_Consigne_: Comptez, s'il vous plaît, les lignes des données qui contiennent la chaîne « Outlines », en respectant la casse. Donnez uniquement le nombre.

+ + + + + + +

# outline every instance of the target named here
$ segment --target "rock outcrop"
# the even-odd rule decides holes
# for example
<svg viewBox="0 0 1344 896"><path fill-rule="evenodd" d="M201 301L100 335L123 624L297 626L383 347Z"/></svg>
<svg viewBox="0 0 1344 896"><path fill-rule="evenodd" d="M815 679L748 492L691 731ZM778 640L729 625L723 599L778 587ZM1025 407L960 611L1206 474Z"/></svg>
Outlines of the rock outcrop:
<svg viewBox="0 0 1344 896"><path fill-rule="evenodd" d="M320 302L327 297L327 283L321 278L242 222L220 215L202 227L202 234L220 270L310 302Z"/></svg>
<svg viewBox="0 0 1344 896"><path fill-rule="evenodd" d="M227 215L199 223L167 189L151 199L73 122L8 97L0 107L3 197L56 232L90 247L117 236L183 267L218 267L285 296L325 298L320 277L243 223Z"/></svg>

+ + + + + + +

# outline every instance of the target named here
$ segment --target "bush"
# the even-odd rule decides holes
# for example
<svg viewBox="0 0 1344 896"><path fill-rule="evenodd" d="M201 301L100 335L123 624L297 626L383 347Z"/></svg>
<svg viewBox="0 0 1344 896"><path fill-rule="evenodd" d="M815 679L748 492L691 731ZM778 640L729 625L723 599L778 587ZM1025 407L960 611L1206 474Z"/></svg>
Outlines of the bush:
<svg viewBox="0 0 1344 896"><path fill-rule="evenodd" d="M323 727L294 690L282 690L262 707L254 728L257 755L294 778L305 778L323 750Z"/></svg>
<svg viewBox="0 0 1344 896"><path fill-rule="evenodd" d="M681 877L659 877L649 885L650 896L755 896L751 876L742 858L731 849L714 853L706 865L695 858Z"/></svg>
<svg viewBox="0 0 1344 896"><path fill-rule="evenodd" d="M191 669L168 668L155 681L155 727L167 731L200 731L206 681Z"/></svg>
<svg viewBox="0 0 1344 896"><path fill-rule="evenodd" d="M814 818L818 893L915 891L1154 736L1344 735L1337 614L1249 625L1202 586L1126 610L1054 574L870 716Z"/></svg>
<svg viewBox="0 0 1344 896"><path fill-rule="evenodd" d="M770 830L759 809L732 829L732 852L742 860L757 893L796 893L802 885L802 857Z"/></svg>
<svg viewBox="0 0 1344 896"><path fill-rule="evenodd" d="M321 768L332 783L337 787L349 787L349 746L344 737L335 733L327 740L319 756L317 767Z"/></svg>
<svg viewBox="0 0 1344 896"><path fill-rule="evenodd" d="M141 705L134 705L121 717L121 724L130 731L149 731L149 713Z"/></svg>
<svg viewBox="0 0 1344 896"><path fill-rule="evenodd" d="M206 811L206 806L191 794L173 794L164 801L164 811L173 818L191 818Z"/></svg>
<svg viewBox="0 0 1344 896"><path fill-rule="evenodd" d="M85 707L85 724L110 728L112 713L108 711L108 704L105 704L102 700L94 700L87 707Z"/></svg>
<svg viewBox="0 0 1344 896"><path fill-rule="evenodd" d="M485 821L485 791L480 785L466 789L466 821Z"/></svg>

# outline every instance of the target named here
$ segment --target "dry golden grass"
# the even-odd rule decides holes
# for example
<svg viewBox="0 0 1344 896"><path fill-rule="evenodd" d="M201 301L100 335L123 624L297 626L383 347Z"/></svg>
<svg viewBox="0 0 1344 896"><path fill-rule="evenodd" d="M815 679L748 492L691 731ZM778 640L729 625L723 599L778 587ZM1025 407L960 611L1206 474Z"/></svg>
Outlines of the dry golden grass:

+ + + + + + +

_Réponse_: 3